DIRECTIONS
1. Reproduce the stretch of the hereditary angioedema passage from "HAE is a rare" through "as prophylactic measures.", word for word.
2. List every reference number that appears in square brackets in the hereditary angioedema passage, in order of first appearance.

TEXT BLOCK
--*--

Shah and Jacobs [16] reported their ten years’ experience in pediatric angioedema. In their series of 10 children, they reported that one child, who underwent dental surgery under general anesthesia, was prophylactically treated with fresh frozen plasma and danazol. She experienced no perioperative angioedema and was discharged from the hospital to home the same day. Recently Yazawa et al. [17] reported the prophylactic administration of C1-INH concentrate in an emergency laparotomy to a pediatric patient (8 years old) who was suspected of having HAE because of the family history. Considering the high mortality rate resulting from laryngeal edema triggered by intubation, the patient’s mother and maternal grandmother had been diagnosed with HAE. They decided to treat the patient as an HAE suspect because of the family history and the autosomal dominant form of interitance. They administered 500 U C1-INH concentrate prophylactically before the surgery, they also repeated 500 U of C1-INH concentrate in the postoperative pediatric ward. However, the authors did not report any information about premedication for anxiolysis and postoperative pain therapy. In our case, we gave special attention for sedation preoperatively and postoperative pain control since stress can also trigger angioedema [1].

Preoperative assessment is crucial to prevent life-threating complications associated with HAE. Clinical symptoms, family history and laboratory studies of complement and C1-INH are all important for the diagnosis of HAE. Clinical presentations in combination with a positive family history should raise suspicions regarding HAE [15]. However, 25% of HAE is the result of spontaneous mutation and a novel mutation may explain cases of angioedema with no family history [11,18].

HAE is a rare disorder, and the attacks are seen during childhood in most patients. Since HAE may also result from spontaneous mutation, detailed history taking is crucial to recognize the symptoms suggesting HAE. With awareness of the possibility of HAE in pediatric population, appropriate perioperative management can be planned including minimization of trauma and emotional stress as well as prophylactic measures.

It was the first time that a pediatric patient diagnosed with HAE was operated for bladder tumor in our urology department. Surgery was a success with appropriate evaluation and anesthetic management. We presented this case to emphasize the importance of a careful history during pre-anesthesia assessment. We concluded that a multidisciplinary and aggressive anesthesiological approach yields successful results in a patient diagnosed with hereditary angioedema.

--*--

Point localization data
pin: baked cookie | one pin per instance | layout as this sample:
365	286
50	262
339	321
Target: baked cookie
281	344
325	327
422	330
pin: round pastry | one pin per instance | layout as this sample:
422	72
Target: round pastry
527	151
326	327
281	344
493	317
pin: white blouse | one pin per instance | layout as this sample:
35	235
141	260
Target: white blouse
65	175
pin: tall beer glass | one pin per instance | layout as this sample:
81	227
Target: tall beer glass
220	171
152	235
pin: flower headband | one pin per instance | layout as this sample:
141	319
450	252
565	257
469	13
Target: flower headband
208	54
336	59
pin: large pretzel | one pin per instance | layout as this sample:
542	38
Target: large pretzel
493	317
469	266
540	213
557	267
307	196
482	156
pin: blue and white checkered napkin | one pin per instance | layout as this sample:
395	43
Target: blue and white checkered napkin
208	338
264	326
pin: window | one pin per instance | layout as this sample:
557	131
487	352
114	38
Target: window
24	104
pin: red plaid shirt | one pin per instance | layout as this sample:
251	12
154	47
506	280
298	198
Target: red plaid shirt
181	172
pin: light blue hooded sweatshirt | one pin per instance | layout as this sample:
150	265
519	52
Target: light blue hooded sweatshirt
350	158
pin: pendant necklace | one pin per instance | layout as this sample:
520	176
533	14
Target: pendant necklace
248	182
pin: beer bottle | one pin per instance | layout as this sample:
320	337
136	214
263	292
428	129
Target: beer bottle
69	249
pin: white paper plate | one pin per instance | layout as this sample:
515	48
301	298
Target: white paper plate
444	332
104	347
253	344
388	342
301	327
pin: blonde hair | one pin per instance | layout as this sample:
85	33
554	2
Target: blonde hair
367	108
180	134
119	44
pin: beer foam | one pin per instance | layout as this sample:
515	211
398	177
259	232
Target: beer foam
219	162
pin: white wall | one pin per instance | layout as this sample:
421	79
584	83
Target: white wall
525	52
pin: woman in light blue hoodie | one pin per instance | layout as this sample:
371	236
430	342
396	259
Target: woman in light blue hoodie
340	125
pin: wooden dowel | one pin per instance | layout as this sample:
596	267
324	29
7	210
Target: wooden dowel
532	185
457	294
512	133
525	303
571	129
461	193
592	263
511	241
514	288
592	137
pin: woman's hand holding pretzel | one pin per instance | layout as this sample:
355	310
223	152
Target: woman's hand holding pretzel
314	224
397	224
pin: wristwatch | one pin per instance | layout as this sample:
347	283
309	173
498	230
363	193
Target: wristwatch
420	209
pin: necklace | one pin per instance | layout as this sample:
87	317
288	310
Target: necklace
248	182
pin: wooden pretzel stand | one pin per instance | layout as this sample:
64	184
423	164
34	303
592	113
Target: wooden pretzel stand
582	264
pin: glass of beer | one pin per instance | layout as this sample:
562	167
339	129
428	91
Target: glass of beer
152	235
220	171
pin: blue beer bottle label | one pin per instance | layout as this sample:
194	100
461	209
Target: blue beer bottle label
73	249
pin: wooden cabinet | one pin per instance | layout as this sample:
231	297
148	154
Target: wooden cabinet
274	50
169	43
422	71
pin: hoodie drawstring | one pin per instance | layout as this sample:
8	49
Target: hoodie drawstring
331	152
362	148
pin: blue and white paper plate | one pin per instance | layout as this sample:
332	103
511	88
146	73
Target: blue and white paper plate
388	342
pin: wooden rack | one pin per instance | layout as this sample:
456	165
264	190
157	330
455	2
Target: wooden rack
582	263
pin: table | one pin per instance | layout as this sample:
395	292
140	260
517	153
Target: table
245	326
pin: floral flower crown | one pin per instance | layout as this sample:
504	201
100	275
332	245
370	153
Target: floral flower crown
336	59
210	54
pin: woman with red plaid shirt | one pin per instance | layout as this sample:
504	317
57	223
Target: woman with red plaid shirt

--*--

WRITTEN ANSWERS
1.
HAE is a rare disorder, and the attacks are seen during childhood in most patients. Since HAE may also result from spontaneous mutation, detailed history taking is crucial to recognize the symptoms suggesting HAE. With awareness of the possibility of HAE in pediatric population, appropriate perioperative management can be planned including minimization of trauma and emotional stress as well as prophylactic measures.

2. 16, 17, 1, 15, 11, 18